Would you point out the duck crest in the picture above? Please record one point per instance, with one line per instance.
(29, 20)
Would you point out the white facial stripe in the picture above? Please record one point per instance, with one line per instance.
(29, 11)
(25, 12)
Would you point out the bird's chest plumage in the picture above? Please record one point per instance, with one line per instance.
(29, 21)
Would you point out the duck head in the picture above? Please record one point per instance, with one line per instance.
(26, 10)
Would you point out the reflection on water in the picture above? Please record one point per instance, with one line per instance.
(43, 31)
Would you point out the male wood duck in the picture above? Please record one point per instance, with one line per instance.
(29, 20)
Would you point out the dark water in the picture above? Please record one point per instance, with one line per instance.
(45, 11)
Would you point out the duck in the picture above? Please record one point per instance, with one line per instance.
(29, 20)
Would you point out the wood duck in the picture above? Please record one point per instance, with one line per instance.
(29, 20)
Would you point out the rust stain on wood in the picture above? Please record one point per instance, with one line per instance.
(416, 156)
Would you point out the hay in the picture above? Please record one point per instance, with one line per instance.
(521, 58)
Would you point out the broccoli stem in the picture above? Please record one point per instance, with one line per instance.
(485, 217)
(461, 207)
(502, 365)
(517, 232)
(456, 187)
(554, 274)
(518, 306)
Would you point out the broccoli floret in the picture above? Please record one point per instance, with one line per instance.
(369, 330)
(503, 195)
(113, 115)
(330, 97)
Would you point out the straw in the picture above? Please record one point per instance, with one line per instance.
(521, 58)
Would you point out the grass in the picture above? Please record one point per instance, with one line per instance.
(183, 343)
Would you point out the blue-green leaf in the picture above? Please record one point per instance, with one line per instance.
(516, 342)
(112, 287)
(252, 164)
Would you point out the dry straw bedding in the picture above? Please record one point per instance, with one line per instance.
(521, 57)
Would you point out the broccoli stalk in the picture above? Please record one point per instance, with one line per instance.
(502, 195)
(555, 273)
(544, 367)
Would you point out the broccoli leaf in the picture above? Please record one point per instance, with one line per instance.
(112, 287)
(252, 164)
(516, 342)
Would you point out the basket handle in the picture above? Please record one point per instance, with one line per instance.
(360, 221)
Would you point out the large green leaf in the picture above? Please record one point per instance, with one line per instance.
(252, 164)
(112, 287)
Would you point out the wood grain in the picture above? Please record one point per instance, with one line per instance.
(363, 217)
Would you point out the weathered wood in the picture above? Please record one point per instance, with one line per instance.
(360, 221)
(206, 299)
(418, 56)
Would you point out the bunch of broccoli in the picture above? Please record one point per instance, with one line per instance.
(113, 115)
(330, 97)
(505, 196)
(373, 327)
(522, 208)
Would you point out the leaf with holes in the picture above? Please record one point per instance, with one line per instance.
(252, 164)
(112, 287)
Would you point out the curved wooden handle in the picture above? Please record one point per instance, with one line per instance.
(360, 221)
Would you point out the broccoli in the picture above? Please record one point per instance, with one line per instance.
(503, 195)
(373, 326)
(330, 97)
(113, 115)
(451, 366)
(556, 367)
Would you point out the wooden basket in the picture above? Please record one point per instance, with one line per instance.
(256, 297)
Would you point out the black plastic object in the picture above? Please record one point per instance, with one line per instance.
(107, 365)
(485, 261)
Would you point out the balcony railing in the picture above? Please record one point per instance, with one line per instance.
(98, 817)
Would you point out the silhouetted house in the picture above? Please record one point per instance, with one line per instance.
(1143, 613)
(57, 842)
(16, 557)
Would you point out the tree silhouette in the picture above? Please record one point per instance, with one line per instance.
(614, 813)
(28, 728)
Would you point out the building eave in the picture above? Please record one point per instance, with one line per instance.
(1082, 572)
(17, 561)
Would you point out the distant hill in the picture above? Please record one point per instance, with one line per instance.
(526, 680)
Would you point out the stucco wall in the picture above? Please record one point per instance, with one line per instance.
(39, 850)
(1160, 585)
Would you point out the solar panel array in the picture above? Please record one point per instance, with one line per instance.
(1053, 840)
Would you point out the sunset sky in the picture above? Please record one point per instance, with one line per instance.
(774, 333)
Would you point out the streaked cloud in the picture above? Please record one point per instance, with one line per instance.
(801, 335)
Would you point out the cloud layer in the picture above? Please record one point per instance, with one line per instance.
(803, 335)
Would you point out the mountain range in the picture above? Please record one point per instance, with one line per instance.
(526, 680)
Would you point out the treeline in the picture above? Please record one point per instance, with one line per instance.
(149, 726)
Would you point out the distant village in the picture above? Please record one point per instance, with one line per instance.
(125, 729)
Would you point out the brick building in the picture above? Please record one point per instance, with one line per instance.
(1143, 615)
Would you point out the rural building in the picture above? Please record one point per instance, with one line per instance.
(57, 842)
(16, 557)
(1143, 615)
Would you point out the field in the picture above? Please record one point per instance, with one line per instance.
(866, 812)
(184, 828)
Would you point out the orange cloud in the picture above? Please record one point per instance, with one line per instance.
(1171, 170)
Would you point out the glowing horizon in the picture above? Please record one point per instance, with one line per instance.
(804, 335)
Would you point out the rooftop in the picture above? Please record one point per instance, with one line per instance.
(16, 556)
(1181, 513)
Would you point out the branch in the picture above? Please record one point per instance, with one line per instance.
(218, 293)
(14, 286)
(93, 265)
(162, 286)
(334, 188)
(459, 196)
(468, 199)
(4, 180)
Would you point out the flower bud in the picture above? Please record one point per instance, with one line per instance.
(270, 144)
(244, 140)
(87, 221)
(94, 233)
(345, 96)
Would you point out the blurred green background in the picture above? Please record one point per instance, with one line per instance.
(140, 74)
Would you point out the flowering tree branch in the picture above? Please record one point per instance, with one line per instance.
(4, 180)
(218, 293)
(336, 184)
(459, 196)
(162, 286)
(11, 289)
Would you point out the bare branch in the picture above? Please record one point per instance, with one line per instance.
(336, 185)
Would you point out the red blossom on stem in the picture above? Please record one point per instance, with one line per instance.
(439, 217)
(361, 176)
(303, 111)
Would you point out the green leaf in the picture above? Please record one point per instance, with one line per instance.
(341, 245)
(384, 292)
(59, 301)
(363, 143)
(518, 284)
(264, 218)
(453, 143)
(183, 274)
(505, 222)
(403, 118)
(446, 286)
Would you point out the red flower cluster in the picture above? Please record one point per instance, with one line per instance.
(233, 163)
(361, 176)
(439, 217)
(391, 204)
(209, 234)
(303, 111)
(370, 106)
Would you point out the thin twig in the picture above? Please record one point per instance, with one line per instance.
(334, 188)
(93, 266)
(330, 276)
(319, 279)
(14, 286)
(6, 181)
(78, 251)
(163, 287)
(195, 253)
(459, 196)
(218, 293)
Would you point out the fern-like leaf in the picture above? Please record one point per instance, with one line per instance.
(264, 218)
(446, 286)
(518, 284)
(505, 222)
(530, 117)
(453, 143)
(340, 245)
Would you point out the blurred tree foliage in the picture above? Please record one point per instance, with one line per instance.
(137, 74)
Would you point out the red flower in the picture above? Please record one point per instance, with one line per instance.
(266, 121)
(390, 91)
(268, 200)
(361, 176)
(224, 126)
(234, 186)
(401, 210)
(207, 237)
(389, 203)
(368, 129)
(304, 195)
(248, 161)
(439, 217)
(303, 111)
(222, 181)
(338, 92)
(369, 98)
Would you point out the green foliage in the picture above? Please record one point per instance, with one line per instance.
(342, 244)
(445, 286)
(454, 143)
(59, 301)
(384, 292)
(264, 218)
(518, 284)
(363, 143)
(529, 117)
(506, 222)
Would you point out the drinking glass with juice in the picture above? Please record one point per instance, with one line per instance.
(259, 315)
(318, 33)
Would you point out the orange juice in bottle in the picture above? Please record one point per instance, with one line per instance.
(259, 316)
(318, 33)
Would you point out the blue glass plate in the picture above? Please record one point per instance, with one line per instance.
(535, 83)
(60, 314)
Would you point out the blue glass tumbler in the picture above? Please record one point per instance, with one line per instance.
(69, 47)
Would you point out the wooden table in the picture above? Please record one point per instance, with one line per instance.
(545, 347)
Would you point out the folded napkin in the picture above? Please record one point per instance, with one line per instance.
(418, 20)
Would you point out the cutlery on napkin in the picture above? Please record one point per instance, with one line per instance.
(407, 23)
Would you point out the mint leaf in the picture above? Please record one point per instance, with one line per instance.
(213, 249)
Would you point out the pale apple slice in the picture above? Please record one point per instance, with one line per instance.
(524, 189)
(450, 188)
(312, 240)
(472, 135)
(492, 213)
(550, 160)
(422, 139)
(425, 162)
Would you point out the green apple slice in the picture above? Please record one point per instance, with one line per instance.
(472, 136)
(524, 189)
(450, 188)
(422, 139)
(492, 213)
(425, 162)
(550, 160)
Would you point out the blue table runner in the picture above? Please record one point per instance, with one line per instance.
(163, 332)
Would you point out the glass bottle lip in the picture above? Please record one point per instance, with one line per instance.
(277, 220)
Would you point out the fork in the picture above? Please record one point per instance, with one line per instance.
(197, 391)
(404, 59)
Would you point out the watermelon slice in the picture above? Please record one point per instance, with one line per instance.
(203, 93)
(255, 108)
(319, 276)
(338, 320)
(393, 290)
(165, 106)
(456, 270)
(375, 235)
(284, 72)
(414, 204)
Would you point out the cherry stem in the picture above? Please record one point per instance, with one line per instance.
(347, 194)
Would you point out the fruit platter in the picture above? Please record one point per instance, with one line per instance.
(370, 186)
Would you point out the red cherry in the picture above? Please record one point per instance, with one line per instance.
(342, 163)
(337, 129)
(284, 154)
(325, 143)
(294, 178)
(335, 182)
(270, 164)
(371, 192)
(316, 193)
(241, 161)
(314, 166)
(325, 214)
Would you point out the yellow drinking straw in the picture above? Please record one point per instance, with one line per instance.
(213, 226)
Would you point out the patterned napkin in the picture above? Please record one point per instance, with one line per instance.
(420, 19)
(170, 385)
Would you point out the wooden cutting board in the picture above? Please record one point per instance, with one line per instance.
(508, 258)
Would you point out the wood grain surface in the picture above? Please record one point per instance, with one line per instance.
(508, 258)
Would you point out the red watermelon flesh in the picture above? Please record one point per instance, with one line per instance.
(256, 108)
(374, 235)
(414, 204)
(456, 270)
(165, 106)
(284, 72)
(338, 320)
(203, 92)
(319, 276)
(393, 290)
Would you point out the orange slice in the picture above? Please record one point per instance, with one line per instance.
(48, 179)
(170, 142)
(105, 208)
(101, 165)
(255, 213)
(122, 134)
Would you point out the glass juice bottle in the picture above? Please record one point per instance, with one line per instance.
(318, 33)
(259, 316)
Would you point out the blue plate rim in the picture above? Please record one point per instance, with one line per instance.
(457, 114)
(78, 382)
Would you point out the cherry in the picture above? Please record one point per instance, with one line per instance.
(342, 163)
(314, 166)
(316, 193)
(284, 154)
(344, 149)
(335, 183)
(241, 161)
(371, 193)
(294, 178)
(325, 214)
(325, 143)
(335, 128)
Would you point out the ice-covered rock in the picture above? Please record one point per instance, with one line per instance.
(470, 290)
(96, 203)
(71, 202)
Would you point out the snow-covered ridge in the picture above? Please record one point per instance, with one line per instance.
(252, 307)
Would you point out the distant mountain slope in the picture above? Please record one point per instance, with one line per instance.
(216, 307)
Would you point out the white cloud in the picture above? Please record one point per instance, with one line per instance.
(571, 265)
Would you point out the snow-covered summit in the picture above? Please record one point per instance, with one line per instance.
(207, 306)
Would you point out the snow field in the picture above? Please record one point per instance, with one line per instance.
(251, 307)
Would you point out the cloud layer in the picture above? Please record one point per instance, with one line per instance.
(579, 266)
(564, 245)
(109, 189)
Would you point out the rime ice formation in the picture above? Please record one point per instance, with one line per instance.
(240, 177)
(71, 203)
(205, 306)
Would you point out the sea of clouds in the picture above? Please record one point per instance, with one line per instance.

****************************************

# [Task objective]
Repeat word for word every line from the one that holds "Would you point out the snow-covered summit" to the end. Both ends count.

# [Answer]
Would you point out the snow-covered summit in the picture above? Please record one point per instance, with one line per instance.
(207, 306)
Would you point out the snow field in the picture above? Please record one point per instance, with one line per instance.
(251, 307)
Would you point out the cloud layer in the picture above? Please record one point per instance, with one line per instance.
(579, 266)
(564, 245)
(109, 189)
Would you point out the rime ice formation in the picture above? Please record one point per instance, with one line per instance.
(240, 177)
(71, 203)
(205, 306)
Would you point out the sea of clouds in the picture above? Please record one point per instance, with one line per instance.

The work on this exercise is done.